** BEGIN RAW RECORDS **

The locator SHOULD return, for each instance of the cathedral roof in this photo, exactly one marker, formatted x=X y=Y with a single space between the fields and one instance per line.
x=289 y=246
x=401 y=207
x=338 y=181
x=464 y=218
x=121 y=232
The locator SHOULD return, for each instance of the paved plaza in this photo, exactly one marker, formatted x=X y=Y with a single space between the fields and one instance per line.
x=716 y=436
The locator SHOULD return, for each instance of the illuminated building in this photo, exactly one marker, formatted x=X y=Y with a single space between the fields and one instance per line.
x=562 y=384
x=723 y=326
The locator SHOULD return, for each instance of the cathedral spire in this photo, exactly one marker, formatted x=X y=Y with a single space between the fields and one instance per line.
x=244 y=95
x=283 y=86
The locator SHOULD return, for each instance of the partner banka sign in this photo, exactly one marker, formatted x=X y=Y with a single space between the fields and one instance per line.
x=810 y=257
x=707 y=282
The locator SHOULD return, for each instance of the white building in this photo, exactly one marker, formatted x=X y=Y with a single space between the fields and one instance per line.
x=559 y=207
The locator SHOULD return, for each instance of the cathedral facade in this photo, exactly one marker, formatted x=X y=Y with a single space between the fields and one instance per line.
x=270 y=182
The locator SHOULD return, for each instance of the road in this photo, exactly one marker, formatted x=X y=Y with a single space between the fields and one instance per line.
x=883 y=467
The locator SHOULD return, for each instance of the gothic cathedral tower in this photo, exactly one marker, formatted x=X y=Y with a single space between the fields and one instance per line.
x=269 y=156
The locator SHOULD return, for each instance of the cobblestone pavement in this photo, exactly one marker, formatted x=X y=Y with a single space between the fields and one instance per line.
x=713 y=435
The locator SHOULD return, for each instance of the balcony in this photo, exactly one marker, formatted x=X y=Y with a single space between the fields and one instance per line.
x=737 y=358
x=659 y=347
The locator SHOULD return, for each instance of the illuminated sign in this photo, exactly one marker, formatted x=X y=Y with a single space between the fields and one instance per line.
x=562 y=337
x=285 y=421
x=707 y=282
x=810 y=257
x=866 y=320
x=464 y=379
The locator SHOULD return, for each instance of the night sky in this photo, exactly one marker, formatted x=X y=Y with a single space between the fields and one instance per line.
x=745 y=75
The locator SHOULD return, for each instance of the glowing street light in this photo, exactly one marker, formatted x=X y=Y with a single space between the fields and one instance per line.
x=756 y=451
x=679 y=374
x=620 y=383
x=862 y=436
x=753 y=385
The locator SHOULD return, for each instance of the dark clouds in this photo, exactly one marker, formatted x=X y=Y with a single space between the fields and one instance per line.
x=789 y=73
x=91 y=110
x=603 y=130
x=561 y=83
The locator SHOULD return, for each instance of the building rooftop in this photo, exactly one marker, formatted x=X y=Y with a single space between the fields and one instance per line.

** END RAW RECORDS **

Rewrite the entire listing above, changing every "SHOULD" to "MUST" and leaving everything else as it is.

The locator MUST return, for each instance of the cathedral roof in this photo, exactly one marker, formatted x=X y=Y with a single space between the fields and one instance per line.
x=289 y=246
x=401 y=207
x=338 y=181
x=464 y=218
x=121 y=232
The locator MUST return, for each instance of the paved plaza in this photo, exactly one marker, formatted x=X y=Y with a single space between the fields and one instance per line.
x=716 y=436
The locator MUST return, for each instance of the illuminated building in this photo, exactly one marker, formatted x=X y=Y with a single space between the fields and one instance per line.
x=562 y=384
x=723 y=326
The locator MUST return, for each instance of the cathedral spire in this photo, exactly one marker, formatted x=X y=Y with a single space between the fields and one instance per line.
x=244 y=95
x=283 y=86
The locator MUST return, for each instance of the partner banka sign in this photo, exactly one marker, formatted x=X y=Y with a single space between the fields and one instance per line.
x=810 y=257
x=707 y=282
The locator MUST return, for each instance of the white building in this photo, exactly one marker, formatted x=X y=Y with a single space between the fields and one instance per line.
x=559 y=207
The locator MUST return, for each instance of the cathedral facade in this photo, exactly one marker, formatted x=X y=Y with a single space between the fields and one instance per line.
x=270 y=182
The locator MUST return, for each instance of the road in this photo, exactly one marker, formatted x=X y=Y with a single space between the fields and one instance per line.
x=883 y=467
The locator MUST return, for each instance of the gothic cathedral tower in this photo, exactly one marker, formatted x=X y=Y with a single space between the fields and one instance per line.
x=269 y=156
The locator MUST return, for each instance of the cobblestone pavement in this photo, exactly one marker, formatted x=X y=Y with a single space between the fields and one instance per line.
x=713 y=435
The locator MUST return, for each instance of the balcony in this photo, exactly one marker, formatted x=X y=Y with a single space between the fields and one instance per line.
x=737 y=358
x=659 y=347
The locator MUST return, for each instance of the illuminated sign in this photo, exactly one marker, formatted x=X y=Y with a single space between the fields and one instance per line.
x=562 y=337
x=285 y=421
x=707 y=282
x=810 y=257
x=866 y=320
x=464 y=379
The locator MUST return, for each instance of the night sky in this photo, exactly one marker, formatted x=X y=Y with a single space between the fields and one instance per line.
x=745 y=75
The locator MUST return, for each instance of the glowing street light in this photo, exactly one marker, formatted x=X y=Y with a single space between the fields and one instance per line.
x=756 y=451
x=679 y=374
x=620 y=383
x=862 y=436
x=753 y=385
The locator MUST return, for each instance of the dark clouds in this photo, exactly one marker, formatted x=X y=Y with a single space between the fields and one instance per line.
x=789 y=73
x=91 y=110
x=603 y=130
x=561 y=83
The locator MUST return, for each instance of the building rooftop in this photo, exactly one marker, formatted x=X y=Y with a single space between the fields and one instance per line.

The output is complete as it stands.